___ DATASET RECORDS ___

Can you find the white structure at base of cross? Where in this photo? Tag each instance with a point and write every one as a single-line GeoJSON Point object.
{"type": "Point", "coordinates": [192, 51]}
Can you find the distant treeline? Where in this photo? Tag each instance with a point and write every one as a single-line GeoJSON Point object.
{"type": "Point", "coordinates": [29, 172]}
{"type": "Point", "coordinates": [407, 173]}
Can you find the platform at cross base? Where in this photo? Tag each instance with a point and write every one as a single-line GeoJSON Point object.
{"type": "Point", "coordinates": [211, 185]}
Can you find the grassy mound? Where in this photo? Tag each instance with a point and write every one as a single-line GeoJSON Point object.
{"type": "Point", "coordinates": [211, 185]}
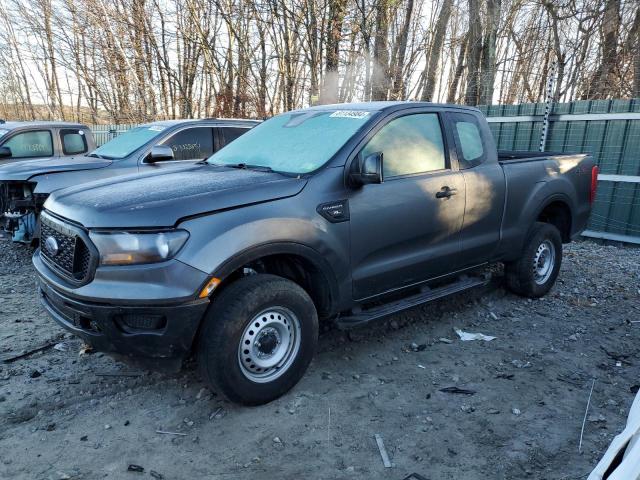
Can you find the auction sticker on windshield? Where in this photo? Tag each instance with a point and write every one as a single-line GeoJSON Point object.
{"type": "Point", "coordinates": [349, 114]}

___

### WHAT YOU HAVE TO DO
Print once more, exactly, the lines from the one with "Can you find the platform" through the last line of the data, both ends included, without any pictures.

### OUTPUT FOR THIS TASK
Can you find the platform at cross base? Where in this photo? Tag each instance with a point and write every one as a single-line GeoJSON Point object.
{"type": "Point", "coordinates": [211, 185]}
Can you find the grassy mound? Where in this photo? Tag each instance with a point and write every one as a single-line GeoJSON Point object.
{"type": "Point", "coordinates": [211, 185]}
Can you find the auction sticker on windshield? Where in this photo? Tag each instance with a point and write every one as a single-line GeoJSON Point object.
{"type": "Point", "coordinates": [349, 114]}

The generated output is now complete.